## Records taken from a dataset
###

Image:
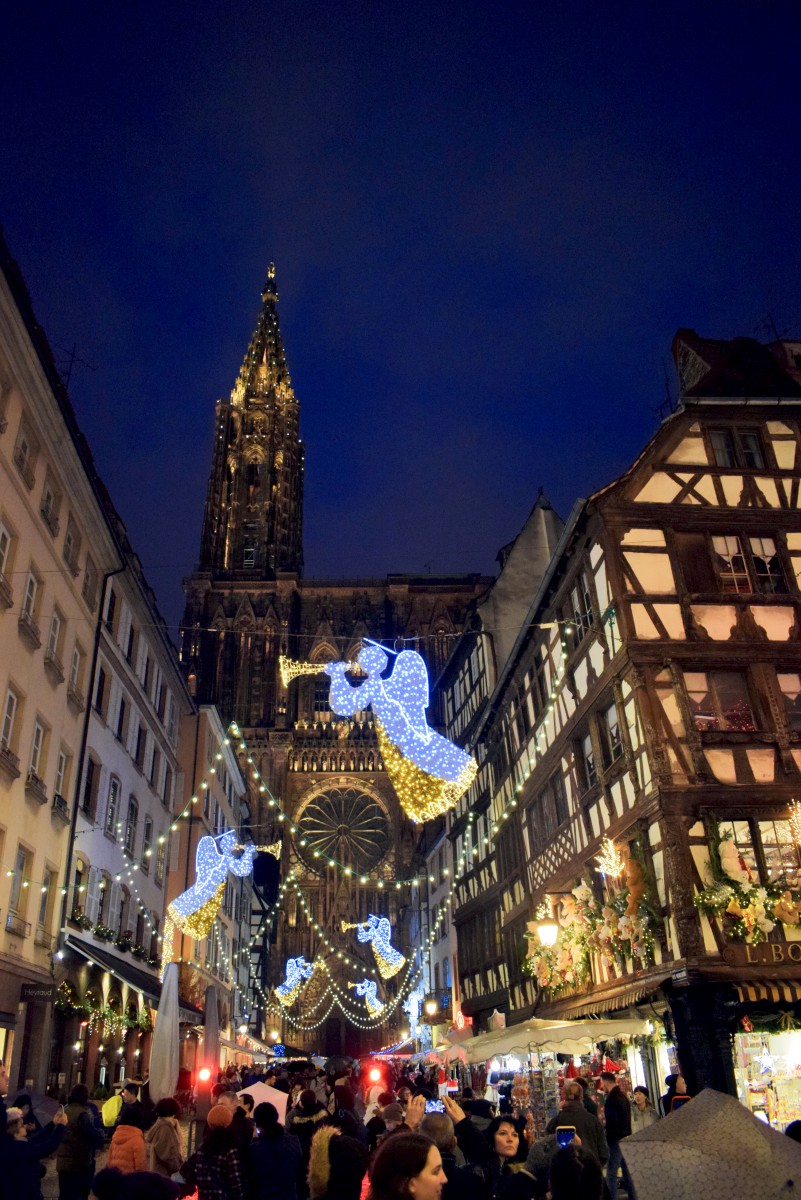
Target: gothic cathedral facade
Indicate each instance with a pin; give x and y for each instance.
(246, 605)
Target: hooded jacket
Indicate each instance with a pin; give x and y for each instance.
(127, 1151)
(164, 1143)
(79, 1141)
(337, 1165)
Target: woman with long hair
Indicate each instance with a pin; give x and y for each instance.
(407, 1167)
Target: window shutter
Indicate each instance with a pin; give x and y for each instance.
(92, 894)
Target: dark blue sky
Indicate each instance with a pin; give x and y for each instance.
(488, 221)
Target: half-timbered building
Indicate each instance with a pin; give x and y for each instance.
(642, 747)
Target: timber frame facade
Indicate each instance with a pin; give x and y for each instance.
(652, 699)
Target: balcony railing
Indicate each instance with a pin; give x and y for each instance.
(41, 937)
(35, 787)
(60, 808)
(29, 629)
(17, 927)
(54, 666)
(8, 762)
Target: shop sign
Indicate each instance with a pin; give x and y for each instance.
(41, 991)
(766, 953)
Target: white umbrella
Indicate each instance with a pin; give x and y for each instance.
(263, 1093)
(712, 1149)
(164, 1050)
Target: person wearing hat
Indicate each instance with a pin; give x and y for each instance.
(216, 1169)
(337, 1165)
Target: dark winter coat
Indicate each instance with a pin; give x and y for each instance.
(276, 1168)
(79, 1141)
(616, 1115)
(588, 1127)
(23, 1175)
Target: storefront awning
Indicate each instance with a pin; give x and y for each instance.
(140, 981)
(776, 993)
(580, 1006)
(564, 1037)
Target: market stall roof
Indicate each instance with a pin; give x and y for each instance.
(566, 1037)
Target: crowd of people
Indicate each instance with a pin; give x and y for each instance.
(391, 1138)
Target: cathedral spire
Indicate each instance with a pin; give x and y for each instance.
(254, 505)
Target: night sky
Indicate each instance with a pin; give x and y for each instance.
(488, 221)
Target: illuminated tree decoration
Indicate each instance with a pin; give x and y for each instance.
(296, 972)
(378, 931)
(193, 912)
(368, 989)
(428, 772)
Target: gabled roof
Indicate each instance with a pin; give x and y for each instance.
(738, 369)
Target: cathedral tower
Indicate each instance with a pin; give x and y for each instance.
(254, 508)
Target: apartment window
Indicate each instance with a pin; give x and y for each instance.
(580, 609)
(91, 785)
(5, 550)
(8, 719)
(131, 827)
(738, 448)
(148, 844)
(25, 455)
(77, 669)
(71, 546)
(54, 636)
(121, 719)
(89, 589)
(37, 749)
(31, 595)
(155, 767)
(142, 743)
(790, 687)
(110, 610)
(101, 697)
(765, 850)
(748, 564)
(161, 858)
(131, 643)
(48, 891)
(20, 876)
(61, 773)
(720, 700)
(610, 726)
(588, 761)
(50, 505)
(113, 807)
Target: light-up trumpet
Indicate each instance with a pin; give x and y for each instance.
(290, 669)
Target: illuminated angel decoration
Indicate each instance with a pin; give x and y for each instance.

###

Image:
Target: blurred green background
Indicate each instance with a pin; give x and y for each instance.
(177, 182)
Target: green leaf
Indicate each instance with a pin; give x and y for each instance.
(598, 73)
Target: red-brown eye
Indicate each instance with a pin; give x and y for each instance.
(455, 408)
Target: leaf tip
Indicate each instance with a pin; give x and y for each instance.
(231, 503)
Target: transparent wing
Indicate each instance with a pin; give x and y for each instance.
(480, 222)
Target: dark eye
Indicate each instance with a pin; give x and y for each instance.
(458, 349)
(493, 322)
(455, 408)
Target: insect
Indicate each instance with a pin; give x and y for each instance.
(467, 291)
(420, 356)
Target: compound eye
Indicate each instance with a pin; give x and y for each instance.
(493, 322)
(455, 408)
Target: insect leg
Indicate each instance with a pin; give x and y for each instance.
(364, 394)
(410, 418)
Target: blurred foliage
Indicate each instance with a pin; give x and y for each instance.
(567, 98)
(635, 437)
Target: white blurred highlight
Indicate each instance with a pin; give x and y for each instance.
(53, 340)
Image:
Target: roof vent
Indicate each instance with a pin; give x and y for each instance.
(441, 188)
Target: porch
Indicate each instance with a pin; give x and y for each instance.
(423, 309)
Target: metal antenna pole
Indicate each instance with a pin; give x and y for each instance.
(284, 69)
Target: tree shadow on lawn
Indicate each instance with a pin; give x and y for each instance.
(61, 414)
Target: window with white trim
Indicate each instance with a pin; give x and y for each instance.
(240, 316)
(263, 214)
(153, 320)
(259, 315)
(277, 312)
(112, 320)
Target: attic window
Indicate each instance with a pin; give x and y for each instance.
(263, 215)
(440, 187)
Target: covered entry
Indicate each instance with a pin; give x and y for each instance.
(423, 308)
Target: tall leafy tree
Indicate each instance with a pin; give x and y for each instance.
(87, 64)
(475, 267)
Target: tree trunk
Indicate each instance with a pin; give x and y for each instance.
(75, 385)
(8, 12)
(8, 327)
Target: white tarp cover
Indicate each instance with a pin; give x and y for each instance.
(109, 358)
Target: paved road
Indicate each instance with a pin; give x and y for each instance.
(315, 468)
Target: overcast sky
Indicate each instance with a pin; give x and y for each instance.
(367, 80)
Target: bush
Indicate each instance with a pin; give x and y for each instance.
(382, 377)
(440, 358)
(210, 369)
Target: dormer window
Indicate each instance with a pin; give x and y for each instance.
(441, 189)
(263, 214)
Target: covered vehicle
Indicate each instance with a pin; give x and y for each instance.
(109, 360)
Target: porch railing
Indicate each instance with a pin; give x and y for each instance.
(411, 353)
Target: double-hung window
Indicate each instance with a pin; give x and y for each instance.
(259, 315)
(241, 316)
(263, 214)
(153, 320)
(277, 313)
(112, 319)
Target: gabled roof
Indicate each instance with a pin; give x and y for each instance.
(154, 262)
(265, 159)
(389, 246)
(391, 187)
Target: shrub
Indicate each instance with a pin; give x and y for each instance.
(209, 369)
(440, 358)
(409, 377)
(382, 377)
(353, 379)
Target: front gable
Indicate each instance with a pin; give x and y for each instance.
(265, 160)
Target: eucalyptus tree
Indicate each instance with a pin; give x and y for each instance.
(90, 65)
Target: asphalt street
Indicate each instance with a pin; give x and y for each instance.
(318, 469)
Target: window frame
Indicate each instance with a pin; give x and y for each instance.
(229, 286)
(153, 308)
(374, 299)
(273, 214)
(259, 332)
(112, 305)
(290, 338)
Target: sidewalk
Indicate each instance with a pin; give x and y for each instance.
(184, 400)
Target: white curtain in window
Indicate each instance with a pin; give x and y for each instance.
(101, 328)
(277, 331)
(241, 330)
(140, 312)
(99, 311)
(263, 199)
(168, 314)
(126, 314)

###

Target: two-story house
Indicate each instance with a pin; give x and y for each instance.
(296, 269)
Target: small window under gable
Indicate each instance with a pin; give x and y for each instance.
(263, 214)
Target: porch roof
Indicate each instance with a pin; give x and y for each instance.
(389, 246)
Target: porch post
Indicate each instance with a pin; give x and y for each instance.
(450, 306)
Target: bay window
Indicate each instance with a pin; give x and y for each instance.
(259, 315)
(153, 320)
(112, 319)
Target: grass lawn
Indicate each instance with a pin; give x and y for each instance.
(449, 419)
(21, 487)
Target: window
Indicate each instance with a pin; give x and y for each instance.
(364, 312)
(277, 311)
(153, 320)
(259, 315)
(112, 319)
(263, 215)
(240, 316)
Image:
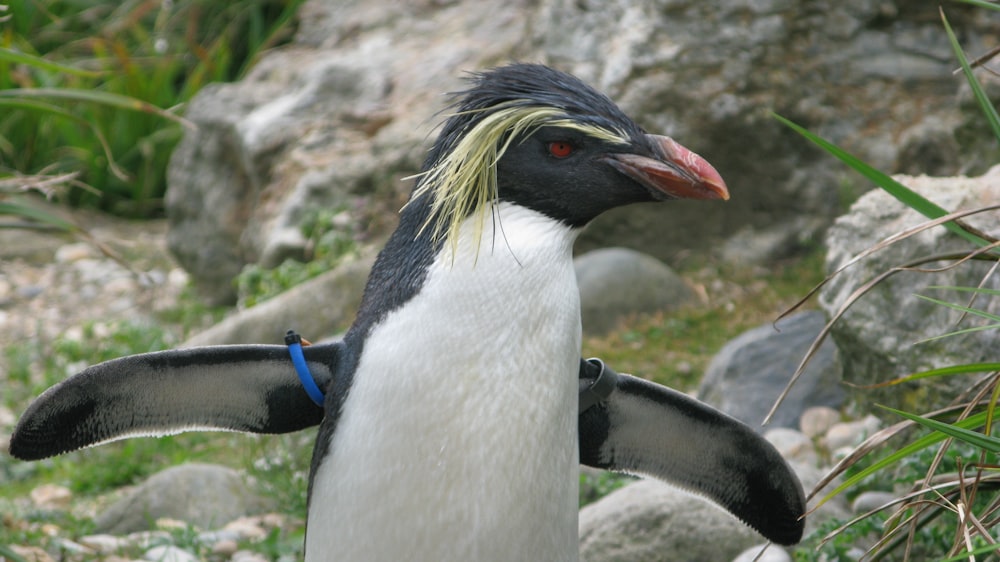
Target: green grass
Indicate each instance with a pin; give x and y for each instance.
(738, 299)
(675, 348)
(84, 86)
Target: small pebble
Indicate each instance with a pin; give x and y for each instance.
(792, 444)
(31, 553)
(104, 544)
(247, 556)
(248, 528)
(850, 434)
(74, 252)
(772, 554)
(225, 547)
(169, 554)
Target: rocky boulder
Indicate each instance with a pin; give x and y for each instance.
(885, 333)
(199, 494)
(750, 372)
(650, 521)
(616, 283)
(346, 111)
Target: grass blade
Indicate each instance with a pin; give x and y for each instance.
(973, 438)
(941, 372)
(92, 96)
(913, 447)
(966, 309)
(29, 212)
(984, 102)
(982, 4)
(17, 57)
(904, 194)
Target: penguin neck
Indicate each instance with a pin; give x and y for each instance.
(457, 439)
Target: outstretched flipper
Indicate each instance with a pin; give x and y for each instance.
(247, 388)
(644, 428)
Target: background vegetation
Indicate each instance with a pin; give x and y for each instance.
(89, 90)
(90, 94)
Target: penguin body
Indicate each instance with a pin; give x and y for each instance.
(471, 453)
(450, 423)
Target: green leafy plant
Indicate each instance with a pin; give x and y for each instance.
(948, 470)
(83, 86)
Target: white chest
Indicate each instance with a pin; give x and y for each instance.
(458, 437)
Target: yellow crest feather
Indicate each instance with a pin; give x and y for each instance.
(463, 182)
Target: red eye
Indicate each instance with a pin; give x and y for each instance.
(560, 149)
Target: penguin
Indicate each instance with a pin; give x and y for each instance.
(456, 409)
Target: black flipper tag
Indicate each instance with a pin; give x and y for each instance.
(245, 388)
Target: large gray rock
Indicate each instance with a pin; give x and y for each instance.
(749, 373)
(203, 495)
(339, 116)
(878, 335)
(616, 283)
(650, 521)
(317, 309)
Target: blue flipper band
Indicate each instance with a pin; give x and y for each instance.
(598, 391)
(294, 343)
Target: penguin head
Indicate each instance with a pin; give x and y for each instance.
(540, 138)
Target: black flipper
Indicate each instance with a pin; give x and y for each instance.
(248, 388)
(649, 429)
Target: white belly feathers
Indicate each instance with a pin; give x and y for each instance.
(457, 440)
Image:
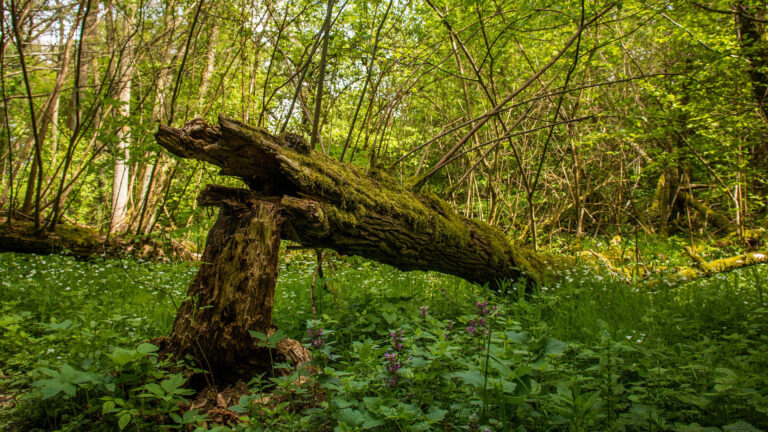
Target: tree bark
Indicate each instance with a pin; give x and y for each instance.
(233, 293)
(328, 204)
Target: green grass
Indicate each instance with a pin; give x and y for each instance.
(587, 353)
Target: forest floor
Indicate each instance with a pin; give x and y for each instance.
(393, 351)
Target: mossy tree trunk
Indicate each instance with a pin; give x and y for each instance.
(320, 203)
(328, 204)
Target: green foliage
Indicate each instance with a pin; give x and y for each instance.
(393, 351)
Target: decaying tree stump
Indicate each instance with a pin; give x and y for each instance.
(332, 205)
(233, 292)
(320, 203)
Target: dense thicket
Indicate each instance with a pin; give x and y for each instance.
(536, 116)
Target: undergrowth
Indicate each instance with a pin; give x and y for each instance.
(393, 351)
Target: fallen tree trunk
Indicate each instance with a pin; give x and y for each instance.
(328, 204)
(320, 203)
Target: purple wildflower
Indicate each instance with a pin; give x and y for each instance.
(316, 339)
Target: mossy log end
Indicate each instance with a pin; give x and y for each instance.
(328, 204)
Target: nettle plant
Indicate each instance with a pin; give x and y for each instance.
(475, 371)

###

## DIRECTIVE
Count the lines in the records that contain the string "penguin", matching case exactly, and give only that number.

## OUTPUT
4